**DATASET EXCERPTS**
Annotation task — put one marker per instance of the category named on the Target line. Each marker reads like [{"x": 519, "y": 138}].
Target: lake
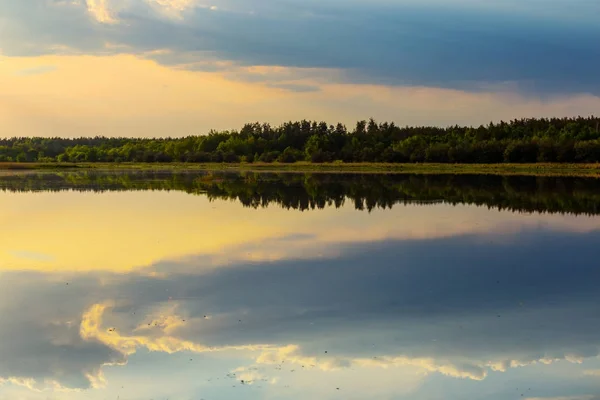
[{"x": 164, "y": 285}]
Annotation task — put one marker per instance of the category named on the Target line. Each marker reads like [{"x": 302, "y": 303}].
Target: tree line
[
  {"x": 316, "y": 191},
  {"x": 568, "y": 140}
]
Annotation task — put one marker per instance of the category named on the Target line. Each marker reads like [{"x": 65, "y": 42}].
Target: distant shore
[{"x": 538, "y": 169}]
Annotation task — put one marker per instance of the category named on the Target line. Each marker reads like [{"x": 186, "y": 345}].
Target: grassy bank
[{"x": 538, "y": 169}]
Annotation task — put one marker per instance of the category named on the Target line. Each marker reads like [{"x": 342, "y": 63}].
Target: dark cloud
[
  {"x": 403, "y": 44},
  {"x": 39, "y": 336},
  {"x": 466, "y": 301}
]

**ACTIVITY**
After locating the line with "Target: grassy bank", output that line and every later one exactly, through the end of the entries above.

**SOLUTION TO THE EXERCISE**
Target: grassy bank
[{"x": 538, "y": 169}]
Annotation task — put one marker per instance of the category named on the Target line. Each marker reads like [{"x": 342, "y": 63}].
Target: dark cloud
[
  {"x": 403, "y": 44},
  {"x": 39, "y": 336},
  {"x": 466, "y": 301}
]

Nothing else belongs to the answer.